> Written instruction: Which lines in the items below contain the string "steering"? Pull out each of those lines in full, and treat uppercase and lowercase letters as different.

* start Data section *

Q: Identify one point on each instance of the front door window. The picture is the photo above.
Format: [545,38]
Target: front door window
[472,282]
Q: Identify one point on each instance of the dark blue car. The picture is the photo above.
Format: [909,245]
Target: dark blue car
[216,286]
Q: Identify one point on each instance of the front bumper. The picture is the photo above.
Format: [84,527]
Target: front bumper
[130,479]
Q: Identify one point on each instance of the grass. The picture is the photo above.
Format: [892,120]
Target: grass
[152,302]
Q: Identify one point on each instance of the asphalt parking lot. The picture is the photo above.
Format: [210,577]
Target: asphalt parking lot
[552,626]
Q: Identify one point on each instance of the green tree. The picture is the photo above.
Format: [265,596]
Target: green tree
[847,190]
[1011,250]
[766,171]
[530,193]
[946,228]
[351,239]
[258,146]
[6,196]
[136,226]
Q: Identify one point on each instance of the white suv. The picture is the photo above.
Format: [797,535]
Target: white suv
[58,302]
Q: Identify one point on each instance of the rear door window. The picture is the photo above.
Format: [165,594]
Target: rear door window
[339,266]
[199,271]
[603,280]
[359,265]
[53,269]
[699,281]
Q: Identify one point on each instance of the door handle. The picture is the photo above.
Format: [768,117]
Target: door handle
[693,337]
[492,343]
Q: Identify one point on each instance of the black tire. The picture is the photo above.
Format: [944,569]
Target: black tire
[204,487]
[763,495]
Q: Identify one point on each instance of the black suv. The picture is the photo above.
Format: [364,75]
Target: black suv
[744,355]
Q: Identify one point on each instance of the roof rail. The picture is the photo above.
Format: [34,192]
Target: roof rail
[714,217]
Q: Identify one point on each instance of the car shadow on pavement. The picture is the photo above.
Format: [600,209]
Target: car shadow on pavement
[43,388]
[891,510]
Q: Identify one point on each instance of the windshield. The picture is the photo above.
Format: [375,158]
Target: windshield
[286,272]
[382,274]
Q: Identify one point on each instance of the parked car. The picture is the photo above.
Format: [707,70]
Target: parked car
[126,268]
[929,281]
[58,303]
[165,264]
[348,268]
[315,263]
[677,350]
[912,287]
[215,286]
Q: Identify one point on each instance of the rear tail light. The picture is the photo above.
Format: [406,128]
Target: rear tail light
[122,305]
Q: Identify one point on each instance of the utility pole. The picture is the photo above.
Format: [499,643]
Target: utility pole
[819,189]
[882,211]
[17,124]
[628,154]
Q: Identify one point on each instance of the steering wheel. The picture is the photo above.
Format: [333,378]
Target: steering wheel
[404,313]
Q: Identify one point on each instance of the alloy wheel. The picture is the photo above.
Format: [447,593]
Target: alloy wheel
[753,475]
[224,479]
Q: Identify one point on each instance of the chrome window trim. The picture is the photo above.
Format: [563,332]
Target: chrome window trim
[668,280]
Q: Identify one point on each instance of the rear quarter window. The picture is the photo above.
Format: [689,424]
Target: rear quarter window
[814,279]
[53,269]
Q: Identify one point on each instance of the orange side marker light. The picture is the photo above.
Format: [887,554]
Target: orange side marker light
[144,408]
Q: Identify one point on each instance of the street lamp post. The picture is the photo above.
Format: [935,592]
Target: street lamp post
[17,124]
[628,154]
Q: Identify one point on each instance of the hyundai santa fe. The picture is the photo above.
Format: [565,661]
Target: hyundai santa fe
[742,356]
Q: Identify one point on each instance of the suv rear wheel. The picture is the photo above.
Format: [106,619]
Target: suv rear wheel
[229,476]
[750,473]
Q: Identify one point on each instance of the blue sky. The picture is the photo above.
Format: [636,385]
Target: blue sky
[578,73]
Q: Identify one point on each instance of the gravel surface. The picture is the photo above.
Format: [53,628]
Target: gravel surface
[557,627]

* end Data section *
* start Data section *

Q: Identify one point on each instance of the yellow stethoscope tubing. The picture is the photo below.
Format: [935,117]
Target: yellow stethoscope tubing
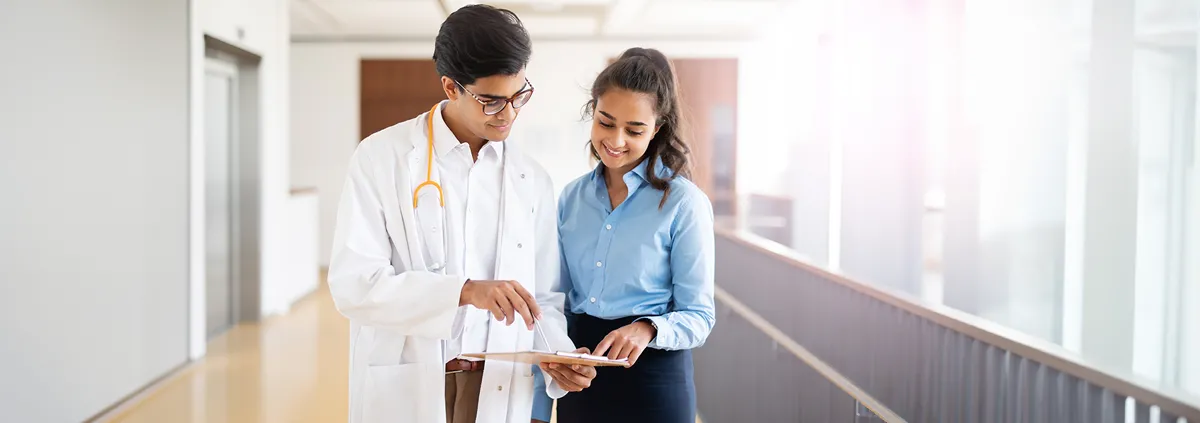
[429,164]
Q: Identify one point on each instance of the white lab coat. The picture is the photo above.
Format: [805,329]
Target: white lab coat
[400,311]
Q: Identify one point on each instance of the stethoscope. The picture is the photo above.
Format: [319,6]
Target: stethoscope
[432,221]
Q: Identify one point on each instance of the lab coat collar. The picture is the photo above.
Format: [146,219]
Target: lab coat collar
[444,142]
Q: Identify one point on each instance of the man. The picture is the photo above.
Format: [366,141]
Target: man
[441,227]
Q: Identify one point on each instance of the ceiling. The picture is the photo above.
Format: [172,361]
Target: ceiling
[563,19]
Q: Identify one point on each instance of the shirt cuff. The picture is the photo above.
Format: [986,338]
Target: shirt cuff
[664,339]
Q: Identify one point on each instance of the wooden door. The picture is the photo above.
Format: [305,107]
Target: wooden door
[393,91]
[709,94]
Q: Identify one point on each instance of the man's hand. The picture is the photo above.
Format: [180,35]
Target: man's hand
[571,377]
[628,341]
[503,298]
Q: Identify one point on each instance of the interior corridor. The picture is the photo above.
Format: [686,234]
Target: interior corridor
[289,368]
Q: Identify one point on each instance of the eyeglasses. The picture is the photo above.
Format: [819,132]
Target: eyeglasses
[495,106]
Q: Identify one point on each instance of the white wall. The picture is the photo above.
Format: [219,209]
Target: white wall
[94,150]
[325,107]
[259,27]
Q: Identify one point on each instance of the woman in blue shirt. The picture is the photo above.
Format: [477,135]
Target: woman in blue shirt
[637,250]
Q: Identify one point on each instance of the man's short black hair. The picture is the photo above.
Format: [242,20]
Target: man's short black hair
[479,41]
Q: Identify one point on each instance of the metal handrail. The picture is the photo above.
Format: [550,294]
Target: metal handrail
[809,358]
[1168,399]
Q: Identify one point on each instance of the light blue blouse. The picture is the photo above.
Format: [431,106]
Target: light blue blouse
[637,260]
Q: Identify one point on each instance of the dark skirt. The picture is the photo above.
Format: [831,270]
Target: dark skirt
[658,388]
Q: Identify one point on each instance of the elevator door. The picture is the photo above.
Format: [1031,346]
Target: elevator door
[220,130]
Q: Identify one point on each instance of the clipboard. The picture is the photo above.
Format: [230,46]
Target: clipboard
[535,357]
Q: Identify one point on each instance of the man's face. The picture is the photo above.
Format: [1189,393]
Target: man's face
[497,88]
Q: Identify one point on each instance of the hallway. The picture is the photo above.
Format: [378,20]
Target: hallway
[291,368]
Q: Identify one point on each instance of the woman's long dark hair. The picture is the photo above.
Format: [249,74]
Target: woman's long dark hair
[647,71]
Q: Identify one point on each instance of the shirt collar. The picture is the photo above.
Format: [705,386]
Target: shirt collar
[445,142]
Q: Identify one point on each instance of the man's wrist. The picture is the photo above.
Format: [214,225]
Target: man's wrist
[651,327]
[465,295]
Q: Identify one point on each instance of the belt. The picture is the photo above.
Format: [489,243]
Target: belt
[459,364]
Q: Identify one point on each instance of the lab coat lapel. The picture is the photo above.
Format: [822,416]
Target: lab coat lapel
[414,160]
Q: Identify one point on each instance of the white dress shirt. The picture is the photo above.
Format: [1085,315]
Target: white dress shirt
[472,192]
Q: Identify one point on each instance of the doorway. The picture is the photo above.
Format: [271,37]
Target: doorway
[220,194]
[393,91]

* end Data section *

> Result:
Q: Identify one point on each instance of the steering wheel. The picture is the photo above.
Target: steering wheel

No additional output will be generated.